* _WHAT YOU SHOULD DO_
Copy every line below where the string "roof" is found.

* _LISTED ENTRIES_
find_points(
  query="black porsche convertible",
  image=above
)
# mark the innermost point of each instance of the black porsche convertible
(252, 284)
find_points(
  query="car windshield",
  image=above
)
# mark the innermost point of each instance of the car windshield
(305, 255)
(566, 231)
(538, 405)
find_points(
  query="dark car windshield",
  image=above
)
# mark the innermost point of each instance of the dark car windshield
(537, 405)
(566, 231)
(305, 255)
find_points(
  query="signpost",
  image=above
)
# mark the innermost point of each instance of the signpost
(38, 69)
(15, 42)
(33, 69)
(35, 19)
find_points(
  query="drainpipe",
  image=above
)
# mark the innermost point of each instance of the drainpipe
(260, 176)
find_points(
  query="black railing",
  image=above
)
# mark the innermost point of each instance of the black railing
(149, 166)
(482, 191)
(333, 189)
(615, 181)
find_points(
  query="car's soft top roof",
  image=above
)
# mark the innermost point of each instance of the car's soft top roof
==
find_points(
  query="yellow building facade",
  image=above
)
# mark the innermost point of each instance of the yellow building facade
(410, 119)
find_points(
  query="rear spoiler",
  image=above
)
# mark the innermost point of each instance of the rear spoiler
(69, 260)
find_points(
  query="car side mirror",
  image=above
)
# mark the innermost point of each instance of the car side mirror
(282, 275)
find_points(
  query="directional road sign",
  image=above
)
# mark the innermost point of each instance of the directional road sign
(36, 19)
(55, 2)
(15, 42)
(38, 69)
---
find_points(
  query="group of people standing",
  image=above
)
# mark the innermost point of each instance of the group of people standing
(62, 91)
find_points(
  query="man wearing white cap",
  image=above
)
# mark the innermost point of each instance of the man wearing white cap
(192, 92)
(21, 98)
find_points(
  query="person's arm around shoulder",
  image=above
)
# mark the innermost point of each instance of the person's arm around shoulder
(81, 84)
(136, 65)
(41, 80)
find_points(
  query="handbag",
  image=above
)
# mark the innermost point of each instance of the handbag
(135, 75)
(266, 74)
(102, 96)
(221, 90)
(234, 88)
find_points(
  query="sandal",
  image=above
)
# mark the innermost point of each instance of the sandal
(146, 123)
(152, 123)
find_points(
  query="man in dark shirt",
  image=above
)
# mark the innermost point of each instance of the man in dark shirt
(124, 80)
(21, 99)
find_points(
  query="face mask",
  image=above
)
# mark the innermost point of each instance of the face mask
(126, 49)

* _SOLUTION TO THE PROBLEM_
  query="car's soft top roof",
# mark the innermost point of each instance of the car's soft top roof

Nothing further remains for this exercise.